** Required work **
Copy the lines running from the one that contains "Run detection for cracked" to the end of the entries below, exactly and with no pictures.

** Extracted records **
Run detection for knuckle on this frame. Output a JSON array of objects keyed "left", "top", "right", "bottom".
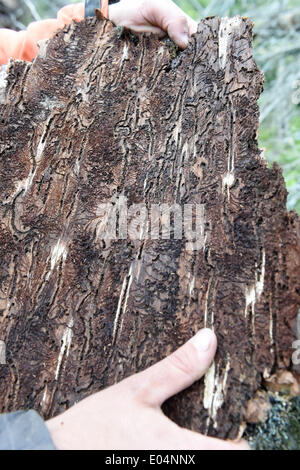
[
  {"left": 165, "top": 15, "right": 186, "bottom": 29},
  {"left": 138, "top": 0, "right": 150, "bottom": 19},
  {"left": 125, "top": 372, "right": 152, "bottom": 403},
  {"left": 179, "top": 14, "right": 189, "bottom": 28}
]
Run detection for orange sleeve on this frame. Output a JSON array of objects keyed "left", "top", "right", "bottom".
[{"left": 0, "top": 3, "right": 85, "bottom": 65}]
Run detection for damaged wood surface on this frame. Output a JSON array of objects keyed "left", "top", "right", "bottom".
[{"left": 0, "top": 15, "right": 299, "bottom": 440}]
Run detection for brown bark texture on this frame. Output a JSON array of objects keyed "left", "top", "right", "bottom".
[{"left": 0, "top": 15, "right": 299, "bottom": 440}]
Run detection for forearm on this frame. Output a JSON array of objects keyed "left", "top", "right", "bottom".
[
  {"left": 0, "top": 3, "right": 85, "bottom": 65},
  {"left": 0, "top": 0, "right": 198, "bottom": 66}
]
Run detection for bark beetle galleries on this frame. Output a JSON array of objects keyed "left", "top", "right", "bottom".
[{"left": 0, "top": 15, "right": 299, "bottom": 439}]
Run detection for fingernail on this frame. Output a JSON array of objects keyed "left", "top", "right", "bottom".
[
  {"left": 190, "top": 328, "right": 215, "bottom": 352},
  {"left": 179, "top": 33, "right": 189, "bottom": 48}
]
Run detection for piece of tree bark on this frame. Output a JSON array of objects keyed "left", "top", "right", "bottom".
[{"left": 0, "top": 15, "right": 299, "bottom": 440}]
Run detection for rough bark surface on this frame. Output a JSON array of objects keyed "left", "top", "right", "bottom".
[{"left": 0, "top": 15, "right": 299, "bottom": 440}]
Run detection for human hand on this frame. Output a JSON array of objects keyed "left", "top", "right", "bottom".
[
  {"left": 108, "top": 0, "right": 198, "bottom": 49},
  {"left": 46, "top": 328, "right": 249, "bottom": 450}
]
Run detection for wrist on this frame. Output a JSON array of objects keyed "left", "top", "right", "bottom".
[{"left": 45, "top": 414, "right": 68, "bottom": 450}]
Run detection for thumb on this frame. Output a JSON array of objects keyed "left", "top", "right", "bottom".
[
  {"left": 139, "top": 0, "right": 198, "bottom": 49},
  {"left": 130, "top": 328, "right": 217, "bottom": 407}
]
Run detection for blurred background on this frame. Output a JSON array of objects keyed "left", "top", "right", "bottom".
[{"left": 1, "top": 0, "right": 299, "bottom": 213}]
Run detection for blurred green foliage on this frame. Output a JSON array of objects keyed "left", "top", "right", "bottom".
[{"left": 2, "top": 0, "right": 300, "bottom": 212}]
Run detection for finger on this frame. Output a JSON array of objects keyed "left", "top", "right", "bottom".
[
  {"left": 181, "top": 428, "right": 251, "bottom": 450},
  {"left": 139, "top": 0, "right": 195, "bottom": 49},
  {"left": 164, "top": 15, "right": 190, "bottom": 49},
  {"left": 186, "top": 16, "right": 198, "bottom": 37},
  {"left": 201, "top": 436, "right": 251, "bottom": 451},
  {"left": 124, "top": 24, "right": 166, "bottom": 36},
  {"left": 128, "top": 328, "right": 217, "bottom": 407},
  {"left": 109, "top": 2, "right": 166, "bottom": 36}
]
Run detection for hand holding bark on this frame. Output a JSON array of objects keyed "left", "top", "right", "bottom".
[
  {"left": 46, "top": 329, "right": 249, "bottom": 450},
  {"left": 109, "top": 0, "right": 198, "bottom": 48}
]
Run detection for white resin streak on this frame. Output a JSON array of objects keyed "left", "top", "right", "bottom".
[
  {"left": 219, "top": 18, "right": 244, "bottom": 198},
  {"left": 112, "top": 263, "right": 133, "bottom": 343},
  {"left": 12, "top": 115, "right": 52, "bottom": 197},
  {"left": 112, "top": 215, "right": 149, "bottom": 344},
  {"left": 0, "top": 64, "right": 8, "bottom": 99},
  {"left": 55, "top": 318, "right": 74, "bottom": 380},
  {"left": 218, "top": 17, "right": 242, "bottom": 69},
  {"left": 222, "top": 174, "right": 235, "bottom": 200},
  {"left": 41, "top": 386, "right": 48, "bottom": 405},
  {"left": 122, "top": 43, "right": 129, "bottom": 61},
  {"left": 244, "top": 249, "right": 266, "bottom": 334},
  {"left": 203, "top": 355, "right": 231, "bottom": 430},
  {"left": 46, "top": 239, "right": 68, "bottom": 280},
  {"left": 204, "top": 275, "right": 213, "bottom": 328},
  {"left": 189, "top": 276, "right": 195, "bottom": 296}
]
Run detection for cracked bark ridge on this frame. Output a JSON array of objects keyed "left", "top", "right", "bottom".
[{"left": 0, "top": 15, "right": 299, "bottom": 440}]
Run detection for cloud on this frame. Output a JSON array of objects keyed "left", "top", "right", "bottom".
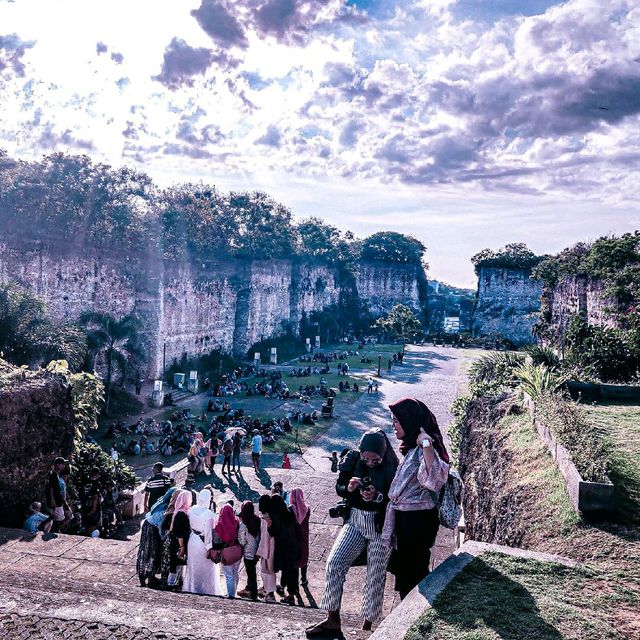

** Written solution **
Run detection for cracked bark ridge on this frame. Output a JSON array of objects keyed "left", "top", "right", "bottom".
[{"left": 0, "top": 15, "right": 299, "bottom": 440}]
Run detection for cloud on this frame. Output a JSON array of objects keyed "left", "top", "right", "bottom".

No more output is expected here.